## Exercise requirements
How many lines in the entries below contain the string "wing"? Reply with the number alone.

## Dataset entries
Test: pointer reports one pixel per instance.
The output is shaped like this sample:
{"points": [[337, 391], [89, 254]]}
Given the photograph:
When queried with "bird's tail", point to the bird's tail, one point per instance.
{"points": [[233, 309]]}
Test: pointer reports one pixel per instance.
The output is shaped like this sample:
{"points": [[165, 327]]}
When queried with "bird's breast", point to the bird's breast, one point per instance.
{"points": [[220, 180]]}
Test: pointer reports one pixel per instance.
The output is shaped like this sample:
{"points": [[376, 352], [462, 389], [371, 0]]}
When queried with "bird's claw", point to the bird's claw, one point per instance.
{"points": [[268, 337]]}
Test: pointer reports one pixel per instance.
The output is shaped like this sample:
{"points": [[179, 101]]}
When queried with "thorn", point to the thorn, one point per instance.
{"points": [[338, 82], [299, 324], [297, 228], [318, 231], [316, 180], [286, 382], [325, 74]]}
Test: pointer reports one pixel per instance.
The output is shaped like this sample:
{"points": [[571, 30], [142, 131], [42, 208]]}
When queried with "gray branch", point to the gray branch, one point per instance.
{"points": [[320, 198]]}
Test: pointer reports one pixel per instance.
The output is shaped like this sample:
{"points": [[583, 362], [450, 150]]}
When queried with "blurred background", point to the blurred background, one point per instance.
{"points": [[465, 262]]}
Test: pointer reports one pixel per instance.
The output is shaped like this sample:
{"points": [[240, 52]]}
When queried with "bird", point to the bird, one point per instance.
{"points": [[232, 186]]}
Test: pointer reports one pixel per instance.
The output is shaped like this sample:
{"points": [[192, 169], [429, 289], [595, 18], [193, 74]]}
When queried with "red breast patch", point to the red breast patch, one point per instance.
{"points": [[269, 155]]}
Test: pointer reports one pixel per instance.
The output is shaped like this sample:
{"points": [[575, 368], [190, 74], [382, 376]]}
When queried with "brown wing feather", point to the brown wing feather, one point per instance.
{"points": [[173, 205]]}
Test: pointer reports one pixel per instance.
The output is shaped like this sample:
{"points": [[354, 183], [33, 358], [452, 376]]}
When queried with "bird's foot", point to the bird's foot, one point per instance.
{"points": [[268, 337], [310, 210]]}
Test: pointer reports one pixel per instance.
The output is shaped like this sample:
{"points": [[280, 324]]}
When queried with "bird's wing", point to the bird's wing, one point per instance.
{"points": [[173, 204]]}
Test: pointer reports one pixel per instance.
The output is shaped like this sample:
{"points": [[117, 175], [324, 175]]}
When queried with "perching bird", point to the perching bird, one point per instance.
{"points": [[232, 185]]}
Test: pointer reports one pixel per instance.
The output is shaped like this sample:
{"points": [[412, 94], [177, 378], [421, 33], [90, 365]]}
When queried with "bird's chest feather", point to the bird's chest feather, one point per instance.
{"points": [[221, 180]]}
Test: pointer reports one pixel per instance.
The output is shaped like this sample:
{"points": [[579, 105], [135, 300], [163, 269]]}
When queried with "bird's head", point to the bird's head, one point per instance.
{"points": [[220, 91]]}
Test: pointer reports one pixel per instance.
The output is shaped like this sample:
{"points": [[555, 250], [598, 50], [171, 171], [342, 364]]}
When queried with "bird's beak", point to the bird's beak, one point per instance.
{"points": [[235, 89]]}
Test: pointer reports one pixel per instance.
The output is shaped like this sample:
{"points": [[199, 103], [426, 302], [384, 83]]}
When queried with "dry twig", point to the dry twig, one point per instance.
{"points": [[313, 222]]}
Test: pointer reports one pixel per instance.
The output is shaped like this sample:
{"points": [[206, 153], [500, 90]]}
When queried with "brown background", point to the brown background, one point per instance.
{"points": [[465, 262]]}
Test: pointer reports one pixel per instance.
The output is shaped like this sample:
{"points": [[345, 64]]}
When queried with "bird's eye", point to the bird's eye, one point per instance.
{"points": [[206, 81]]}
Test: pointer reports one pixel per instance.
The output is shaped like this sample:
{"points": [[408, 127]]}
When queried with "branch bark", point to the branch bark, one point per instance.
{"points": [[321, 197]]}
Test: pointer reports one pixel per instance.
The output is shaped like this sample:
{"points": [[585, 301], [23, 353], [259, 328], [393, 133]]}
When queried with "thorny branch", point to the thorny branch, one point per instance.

## Answer
2